*本文*:
┌────────

◆第73回安田記念・G1(6月4日、東京競馬場・芝1600メートル)
名門の栗東・安田隆厩舎も解散まで残り9か月となった。岩本龍治助手(46)はロードカナロア、カレンチャン、ダノンスマッシュ、そして安田記念でG1・2勝目を狙うダノンスコーピオンによる昨年のNHKマイルCを加え、担当馬でJRA・G1・8勝。厩舎のG1・14勝の半数以上を手がけてきた。追い切りに乗ることはほとんどなく、「(調教の)乗り手と話ができるので、任せられます。チームでやれてありがたいです」と信頼関係に感謝する。

└────────

*やること*:
- a) 安田記念の記事によると、安田隆厩舎の解散まで残りどれくらいですか。
- b) 安田記念の記事を、最後の文のあとから書き継いでください。

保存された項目

┌────────

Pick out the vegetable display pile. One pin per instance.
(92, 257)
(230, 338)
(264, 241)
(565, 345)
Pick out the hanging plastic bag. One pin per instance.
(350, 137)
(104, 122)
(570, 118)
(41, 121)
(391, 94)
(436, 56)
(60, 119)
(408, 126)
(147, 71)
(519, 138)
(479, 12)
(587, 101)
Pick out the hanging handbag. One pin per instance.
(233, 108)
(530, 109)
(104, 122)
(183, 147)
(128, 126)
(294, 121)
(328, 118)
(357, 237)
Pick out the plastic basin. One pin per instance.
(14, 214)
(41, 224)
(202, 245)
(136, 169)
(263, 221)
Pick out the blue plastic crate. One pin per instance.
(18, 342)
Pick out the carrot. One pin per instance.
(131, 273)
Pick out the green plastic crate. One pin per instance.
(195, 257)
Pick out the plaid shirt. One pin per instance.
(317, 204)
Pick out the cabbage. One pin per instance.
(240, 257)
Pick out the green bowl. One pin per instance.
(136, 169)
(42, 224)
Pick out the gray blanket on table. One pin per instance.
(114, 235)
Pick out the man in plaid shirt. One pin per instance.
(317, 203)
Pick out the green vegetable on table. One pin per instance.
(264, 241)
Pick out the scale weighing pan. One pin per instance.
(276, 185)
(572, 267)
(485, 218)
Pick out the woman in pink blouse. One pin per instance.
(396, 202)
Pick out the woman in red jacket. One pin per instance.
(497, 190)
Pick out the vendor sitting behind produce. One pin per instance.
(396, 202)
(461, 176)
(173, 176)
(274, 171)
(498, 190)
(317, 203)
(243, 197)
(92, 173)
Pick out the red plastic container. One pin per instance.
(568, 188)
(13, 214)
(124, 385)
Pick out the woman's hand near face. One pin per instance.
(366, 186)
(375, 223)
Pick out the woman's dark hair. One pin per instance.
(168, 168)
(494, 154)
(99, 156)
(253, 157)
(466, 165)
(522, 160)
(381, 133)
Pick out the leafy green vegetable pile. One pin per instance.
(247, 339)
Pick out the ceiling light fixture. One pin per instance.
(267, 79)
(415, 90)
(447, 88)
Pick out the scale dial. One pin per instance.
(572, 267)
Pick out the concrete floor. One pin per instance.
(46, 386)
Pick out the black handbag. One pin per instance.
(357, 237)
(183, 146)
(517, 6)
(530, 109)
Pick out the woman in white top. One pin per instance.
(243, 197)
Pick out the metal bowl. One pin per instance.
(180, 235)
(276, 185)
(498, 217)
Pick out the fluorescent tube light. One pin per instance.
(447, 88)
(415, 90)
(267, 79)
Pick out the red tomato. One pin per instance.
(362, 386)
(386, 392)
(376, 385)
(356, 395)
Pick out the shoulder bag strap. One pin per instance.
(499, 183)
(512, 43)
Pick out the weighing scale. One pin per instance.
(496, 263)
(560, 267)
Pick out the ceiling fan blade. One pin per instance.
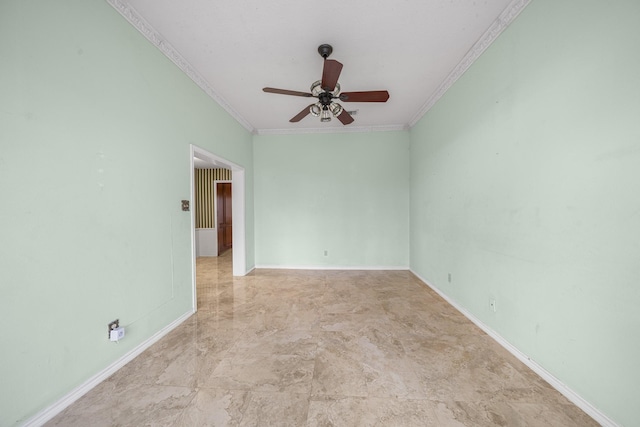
(287, 92)
(330, 74)
(301, 115)
(345, 117)
(367, 96)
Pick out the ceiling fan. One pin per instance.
(327, 90)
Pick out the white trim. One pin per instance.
(140, 24)
(331, 267)
(567, 392)
(344, 129)
(53, 410)
(507, 16)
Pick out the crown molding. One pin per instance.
(497, 27)
(134, 18)
(346, 129)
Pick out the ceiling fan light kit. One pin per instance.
(328, 89)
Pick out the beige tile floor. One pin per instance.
(322, 348)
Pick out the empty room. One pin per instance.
(434, 213)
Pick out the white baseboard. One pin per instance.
(574, 397)
(332, 267)
(53, 410)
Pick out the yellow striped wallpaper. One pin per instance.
(205, 213)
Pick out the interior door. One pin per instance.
(223, 215)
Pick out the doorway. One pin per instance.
(224, 216)
(238, 232)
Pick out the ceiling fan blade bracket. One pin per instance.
(365, 96)
(287, 92)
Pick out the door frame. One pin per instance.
(215, 206)
(238, 212)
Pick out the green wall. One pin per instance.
(95, 127)
(525, 186)
(346, 193)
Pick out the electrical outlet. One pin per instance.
(117, 334)
(111, 326)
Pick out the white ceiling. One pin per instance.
(415, 49)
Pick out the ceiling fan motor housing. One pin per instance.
(325, 50)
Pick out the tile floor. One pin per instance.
(322, 348)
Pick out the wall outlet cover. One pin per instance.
(117, 334)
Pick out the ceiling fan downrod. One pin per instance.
(325, 50)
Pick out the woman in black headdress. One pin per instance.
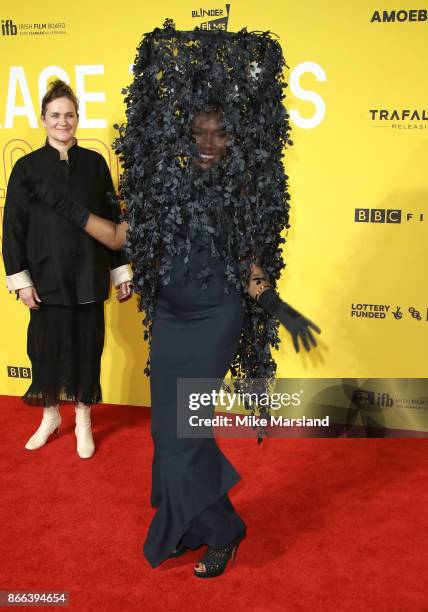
(205, 217)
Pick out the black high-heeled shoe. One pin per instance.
(177, 552)
(216, 559)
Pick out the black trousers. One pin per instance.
(195, 335)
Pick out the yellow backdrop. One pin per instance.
(356, 98)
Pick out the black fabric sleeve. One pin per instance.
(15, 223)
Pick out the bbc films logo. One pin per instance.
(46, 28)
(361, 310)
(386, 215)
(220, 18)
(399, 119)
(399, 16)
(18, 372)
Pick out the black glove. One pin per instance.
(50, 195)
(293, 321)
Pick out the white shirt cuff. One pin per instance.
(20, 280)
(121, 274)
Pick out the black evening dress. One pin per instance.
(195, 335)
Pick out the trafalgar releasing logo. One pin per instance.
(9, 28)
(401, 119)
(220, 21)
(399, 16)
(385, 215)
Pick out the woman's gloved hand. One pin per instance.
(298, 325)
(43, 191)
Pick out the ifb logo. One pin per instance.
(365, 399)
(8, 28)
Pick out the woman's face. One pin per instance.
(60, 121)
(211, 140)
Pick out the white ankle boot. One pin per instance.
(50, 422)
(85, 441)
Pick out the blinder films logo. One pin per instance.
(399, 16)
(385, 215)
(220, 21)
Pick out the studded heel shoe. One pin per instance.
(177, 552)
(216, 559)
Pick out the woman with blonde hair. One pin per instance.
(60, 273)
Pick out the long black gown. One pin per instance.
(195, 335)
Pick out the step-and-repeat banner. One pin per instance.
(356, 250)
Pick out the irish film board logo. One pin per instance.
(385, 215)
(18, 372)
(220, 21)
(8, 28)
(370, 399)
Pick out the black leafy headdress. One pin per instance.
(239, 207)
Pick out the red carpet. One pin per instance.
(333, 524)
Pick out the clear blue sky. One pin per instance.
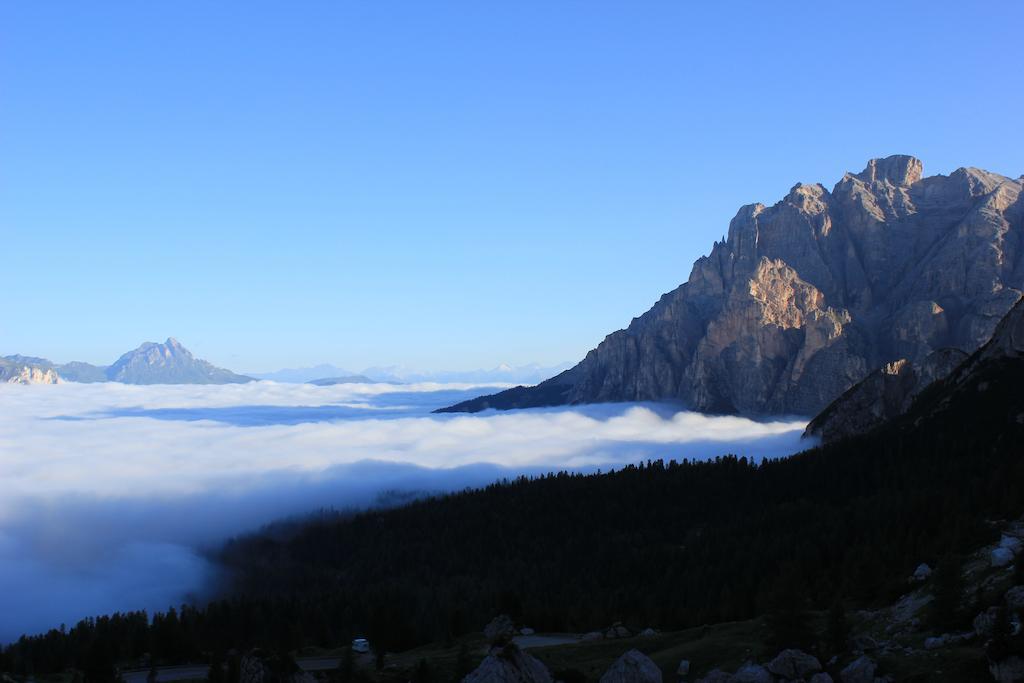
(443, 184)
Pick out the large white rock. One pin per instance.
(1015, 598)
(794, 665)
(860, 670)
(752, 673)
(634, 667)
(1001, 557)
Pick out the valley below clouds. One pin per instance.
(111, 495)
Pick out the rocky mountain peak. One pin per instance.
(169, 363)
(899, 170)
(804, 298)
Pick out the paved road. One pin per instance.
(198, 672)
(527, 642)
(189, 672)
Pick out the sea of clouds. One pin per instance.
(111, 493)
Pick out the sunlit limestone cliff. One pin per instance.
(805, 298)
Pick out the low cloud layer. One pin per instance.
(109, 492)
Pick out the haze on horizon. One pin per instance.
(437, 186)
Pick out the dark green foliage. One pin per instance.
(788, 623)
(423, 673)
(464, 664)
(837, 629)
(946, 610)
(569, 676)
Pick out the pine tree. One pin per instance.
(837, 629)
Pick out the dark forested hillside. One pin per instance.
(665, 544)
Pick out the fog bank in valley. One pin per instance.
(110, 493)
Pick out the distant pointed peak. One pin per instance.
(900, 170)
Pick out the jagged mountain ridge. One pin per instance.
(805, 297)
(886, 393)
(27, 370)
(169, 363)
(891, 390)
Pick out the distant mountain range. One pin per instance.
(803, 299)
(503, 374)
(169, 363)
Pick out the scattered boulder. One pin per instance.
(1011, 543)
(1015, 598)
(1001, 557)
(864, 643)
(500, 631)
(509, 665)
(752, 673)
(1010, 670)
(794, 665)
(616, 630)
(634, 667)
(860, 670)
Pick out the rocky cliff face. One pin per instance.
(884, 394)
(169, 363)
(805, 297)
(18, 370)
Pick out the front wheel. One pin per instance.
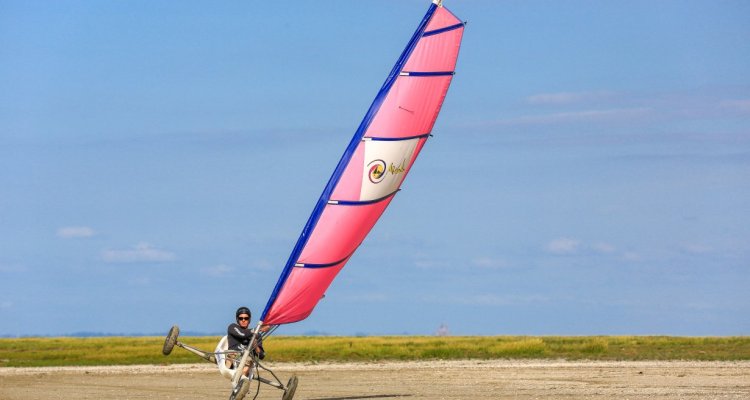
(290, 388)
(170, 340)
(240, 390)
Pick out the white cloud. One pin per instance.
(562, 98)
(563, 246)
(608, 115)
(488, 299)
(697, 248)
(489, 263)
(602, 247)
(75, 232)
(142, 252)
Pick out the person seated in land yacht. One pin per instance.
(239, 336)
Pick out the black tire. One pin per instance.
(170, 340)
(291, 387)
(238, 393)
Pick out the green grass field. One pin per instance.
(26, 352)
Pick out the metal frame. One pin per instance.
(248, 358)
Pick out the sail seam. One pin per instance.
(427, 73)
(346, 158)
(443, 30)
(387, 139)
(326, 265)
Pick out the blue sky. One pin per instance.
(589, 172)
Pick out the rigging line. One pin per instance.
(361, 202)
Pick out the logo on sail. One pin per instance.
(377, 171)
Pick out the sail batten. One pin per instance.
(373, 167)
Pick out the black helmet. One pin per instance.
(243, 310)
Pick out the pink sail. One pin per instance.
(373, 167)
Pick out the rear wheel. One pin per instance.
(290, 388)
(170, 340)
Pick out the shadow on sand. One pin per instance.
(373, 396)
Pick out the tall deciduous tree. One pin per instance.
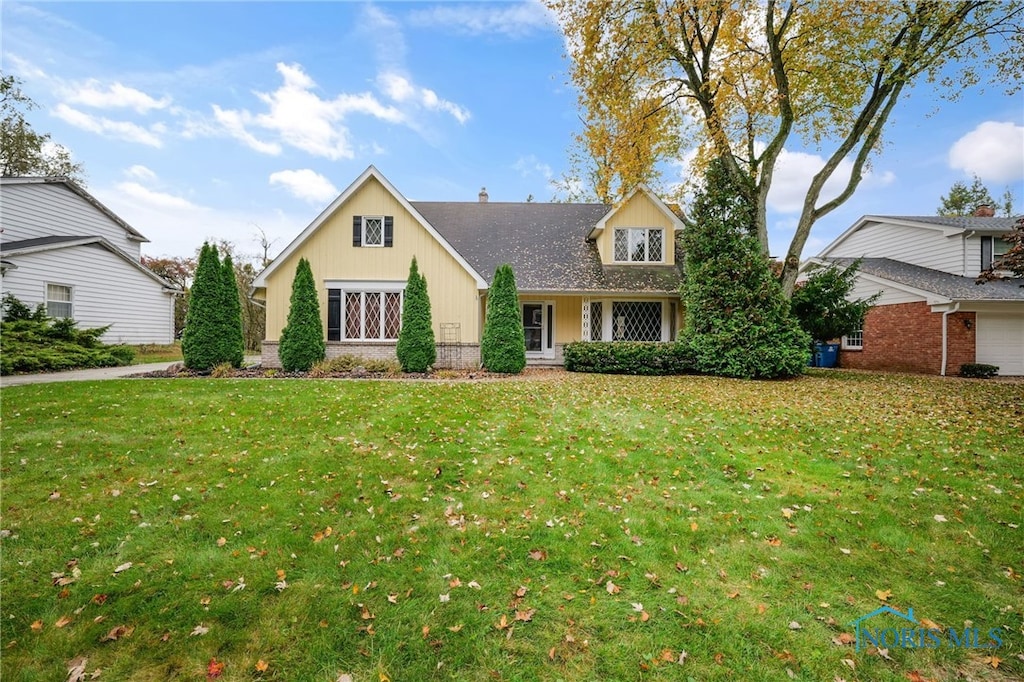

└────────

*解答*:
- a) 残り9か月です。

- b)
一番の思い出は、担当馬でワンツーフィニッシュを成し遂げた12年のスプリンターズSだ。2番人気のロードカナロアがG1初勝利を挙げてそこから快進撃が始まるが、1番人気に推されたカレンチャンは3/4馬身差の2着に敗れた。「すごくかわいかった馬。カナロアと同着が良かった」と、複雑な心境だったという。
07年2月までは瀬戸口厩舎で腕を磨いた。厩舎が解散する日の最後のレースを、岩本助手が担当するエイシンボストンが勝利。鞍上は、くしくも今回、ダノンスコーピンが初コンビを組むMデムーロだった。「つながっていましたね。スコーピオンは口向きが難しいんですが、ミルコは合うと思います。まだ長く続けたいですが、(定年解散は)仕方ありません。先生に恩返しできるように」。厩舎最後の1年に、不思議な縁がある鞍上と大仕事をするつもりだ。(玉木 宏征)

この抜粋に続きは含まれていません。